▶ [What you will do]:
The result should be a word-for-word retyping of the entries below, free of pictures.

[Source material Boundary: Start]

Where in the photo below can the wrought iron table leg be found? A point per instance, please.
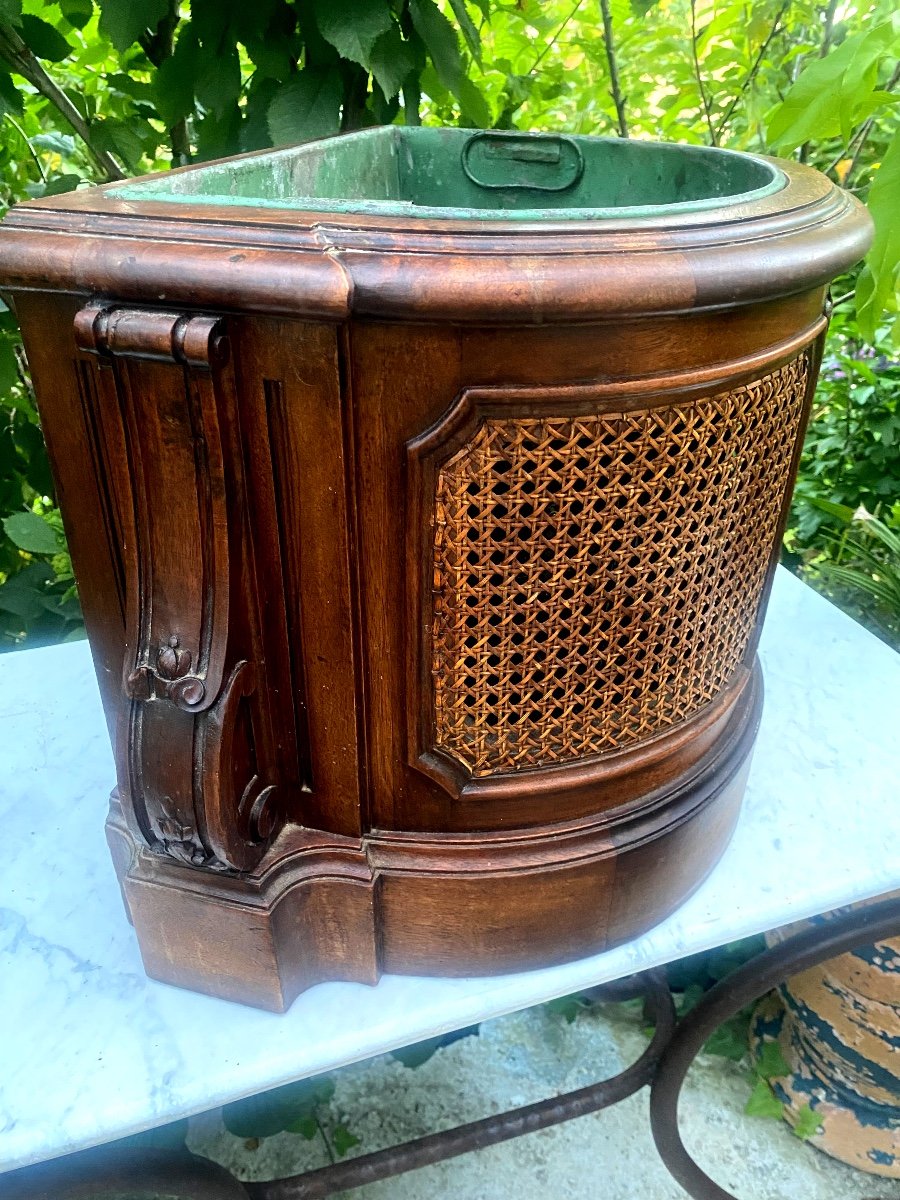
(115, 1171)
(838, 935)
(664, 1065)
(478, 1134)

[Source material Boundary: End]

▶ [The answer]:
Where in the photo below can the wrought iron table leg be found? A point per instance, please.
(115, 1171)
(838, 935)
(664, 1065)
(478, 1134)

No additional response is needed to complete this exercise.